REQUIRED ACTION => Here, the job is to give back every entry below unchanged, omitting pictures.

Natural-language object grounding data =>
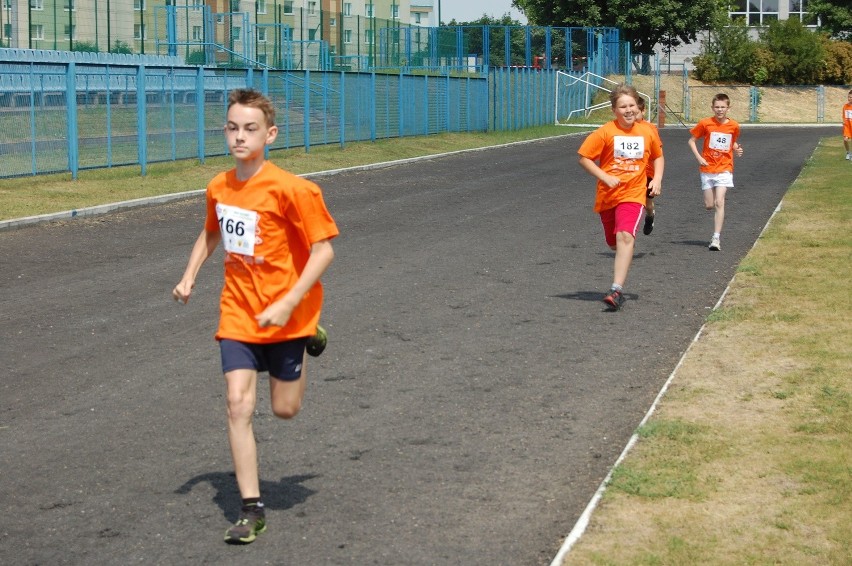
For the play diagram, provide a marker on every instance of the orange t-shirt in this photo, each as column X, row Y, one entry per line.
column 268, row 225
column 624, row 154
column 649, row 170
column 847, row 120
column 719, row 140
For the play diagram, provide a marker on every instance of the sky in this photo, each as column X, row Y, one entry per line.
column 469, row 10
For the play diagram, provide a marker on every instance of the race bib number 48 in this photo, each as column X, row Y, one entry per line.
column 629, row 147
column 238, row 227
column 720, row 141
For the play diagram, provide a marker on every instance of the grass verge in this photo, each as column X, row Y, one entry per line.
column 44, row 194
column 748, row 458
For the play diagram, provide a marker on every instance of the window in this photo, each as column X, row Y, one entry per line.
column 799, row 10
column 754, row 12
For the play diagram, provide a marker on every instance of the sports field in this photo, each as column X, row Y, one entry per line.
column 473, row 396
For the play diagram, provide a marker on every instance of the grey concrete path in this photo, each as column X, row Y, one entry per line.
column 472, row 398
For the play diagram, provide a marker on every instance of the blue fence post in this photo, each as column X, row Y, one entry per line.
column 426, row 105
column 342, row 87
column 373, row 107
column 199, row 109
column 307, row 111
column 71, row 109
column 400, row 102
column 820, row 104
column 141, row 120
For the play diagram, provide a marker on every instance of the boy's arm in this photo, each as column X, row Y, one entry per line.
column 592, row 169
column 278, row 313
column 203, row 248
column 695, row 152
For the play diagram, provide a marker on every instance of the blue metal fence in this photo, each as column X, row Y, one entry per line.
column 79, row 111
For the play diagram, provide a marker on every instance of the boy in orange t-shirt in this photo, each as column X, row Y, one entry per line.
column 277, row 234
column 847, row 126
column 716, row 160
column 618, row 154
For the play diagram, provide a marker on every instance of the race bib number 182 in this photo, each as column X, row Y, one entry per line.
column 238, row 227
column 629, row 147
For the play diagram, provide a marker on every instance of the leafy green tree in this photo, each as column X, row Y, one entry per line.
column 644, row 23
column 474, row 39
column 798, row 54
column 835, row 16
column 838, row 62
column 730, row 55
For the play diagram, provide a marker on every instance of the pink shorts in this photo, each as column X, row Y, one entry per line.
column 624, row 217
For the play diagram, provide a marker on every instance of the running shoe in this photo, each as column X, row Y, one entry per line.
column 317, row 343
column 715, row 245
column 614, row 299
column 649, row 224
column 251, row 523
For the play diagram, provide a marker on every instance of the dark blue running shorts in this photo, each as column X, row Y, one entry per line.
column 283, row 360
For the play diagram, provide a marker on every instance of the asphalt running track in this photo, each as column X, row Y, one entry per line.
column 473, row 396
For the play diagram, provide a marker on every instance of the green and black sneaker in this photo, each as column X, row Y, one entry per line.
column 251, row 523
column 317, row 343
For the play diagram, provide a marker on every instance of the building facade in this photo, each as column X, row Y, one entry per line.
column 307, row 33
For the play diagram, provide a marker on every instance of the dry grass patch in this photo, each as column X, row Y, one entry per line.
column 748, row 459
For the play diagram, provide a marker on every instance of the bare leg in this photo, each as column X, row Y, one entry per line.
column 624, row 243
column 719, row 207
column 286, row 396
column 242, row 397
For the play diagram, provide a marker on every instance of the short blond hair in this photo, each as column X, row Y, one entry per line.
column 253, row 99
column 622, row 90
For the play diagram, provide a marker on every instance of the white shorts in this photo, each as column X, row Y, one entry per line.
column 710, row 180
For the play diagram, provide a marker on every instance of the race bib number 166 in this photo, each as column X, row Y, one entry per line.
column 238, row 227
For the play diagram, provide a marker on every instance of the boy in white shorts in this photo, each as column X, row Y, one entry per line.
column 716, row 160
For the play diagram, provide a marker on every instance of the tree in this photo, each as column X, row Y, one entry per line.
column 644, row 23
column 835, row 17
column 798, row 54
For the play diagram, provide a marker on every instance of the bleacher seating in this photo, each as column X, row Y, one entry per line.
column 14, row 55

TASK RESULT =>
For the play diagram, provide a marker on every instance of the orange t-shirt in this photo, each as column X, row Y, one entry per line.
column 268, row 225
column 624, row 154
column 649, row 170
column 847, row 120
column 719, row 140
For the play diagram, provide a marker on every instance of the sky in this photo, each as column X, row Y, one entry per line.
column 469, row 10
For the play diagram, provide a marker on every instance of the race bib number 48 in this photo, each as column X, row Y, one entry per line.
column 629, row 147
column 238, row 227
column 720, row 141
For the play diagram, provide a marker on every instance of the grass verge in this photo, each as column X, row Y, one entry per line.
column 44, row 194
column 748, row 458
For the play diagram, provide a marker on every instance of the window in this photo, each as column X, row Y, one entry per line.
column 799, row 10
column 754, row 12
For the play diagram, provide a marker on every instance of the sports field in this photo, each as column X, row Y, one entry per line.
column 473, row 396
For the play diagram, provide a marker on every instance of the grey concrete path in this photo, each as column X, row Y, one entry per line.
column 472, row 398
For the play diagram, provide a marker on every instance of the blue fence post in this photo, each as column X, row Y, one entry per line.
column 426, row 105
column 342, row 87
column 373, row 107
column 199, row 109
column 307, row 111
column 71, row 109
column 400, row 102
column 820, row 104
column 141, row 120
For the play diagram, provide a marker on every instance of the boy's arm in this photo, each as column X, row Y, one entry per line.
column 592, row 169
column 278, row 313
column 203, row 248
column 695, row 152
For the play diagram, provide a marker on every instance of the blue metal fence in this photo, each as column X, row Y, one entry per line.
column 79, row 111
For the play diagram, provide a marker on every instance of the boy in orange t-shirt in this photo, each as column X, row Y, one entry per line.
column 277, row 234
column 847, row 126
column 716, row 160
column 618, row 154
For the play diagram, provide a marker on every instance of the race bib number 182 in this photo, each as column X, row Y, one entry per line.
column 238, row 227
column 629, row 147
For the play diagram, provide a marker on every instance of the leafy green tree in this photo, each as column X, row Y, one entry per line.
column 644, row 23
column 474, row 39
column 798, row 54
column 835, row 16
column 838, row 62
column 730, row 55
For the play diagram, provide a marker on every instance of the pink shorts in this photo, each as column X, row Y, one entry per line.
column 624, row 217
For the play diagram, provide a marker on every instance of the running shoe in this photo, each as column X, row Y, one entry per line.
column 317, row 343
column 715, row 245
column 614, row 299
column 649, row 224
column 251, row 523
For the play diagram, provide a marker on every instance of the dark blue running shorts in this photo, each as column X, row Y, one entry per line.
column 283, row 360
For the play diagram, provide a marker on every instance of the asphalt running track in this photo, each as column X, row Y, one entry per line.
column 473, row 396
For the play diagram, provide a marker on every instance of the green and black sneaker in this photo, each as column X, row Y, one entry per line.
column 251, row 523
column 317, row 343
For the play diagram, provide a marker on every instance of the building facade in this photo, each as column X, row Y, one entry per line.
column 307, row 33
For the play diagram, provide a marker on every instance of the dry grass patch in this photo, each as column X, row Y, one entry per line.
column 748, row 459
For the play diagram, provide a marker on every instance of the bare leg in this photo, each as column X, row Y, one entry per line.
column 624, row 243
column 719, row 207
column 286, row 396
column 242, row 397
For the play diagram, provide a marker on every instance of the short blond hair in this photo, each as column X, row Y, one entry per line.
column 253, row 99
column 622, row 90
For the play diagram, provide a marker on every instance of the white shorts in this photo, each as column X, row Y, one entry per line.
column 710, row 180
For the play diagram, provide a marker on every instance of the race bib number 166 in this photo, each as column X, row Y, one entry per line.
column 238, row 227
For the play diagram, provide a marker on every instance of the boy in white shorts in this photo, each as column X, row Y, one entry per line.
column 716, row 160
For the play diagram, provide a marker on every instance of the tree in this photo, each as column X, row Y, one entry per line.
column 644, row 23
column 835, row 17
column 798, row 54
For the play diagram, provide a marker on every instance of the bleacher seating in this photo, each as column X, row Y, one entry per line.
column 14, row 55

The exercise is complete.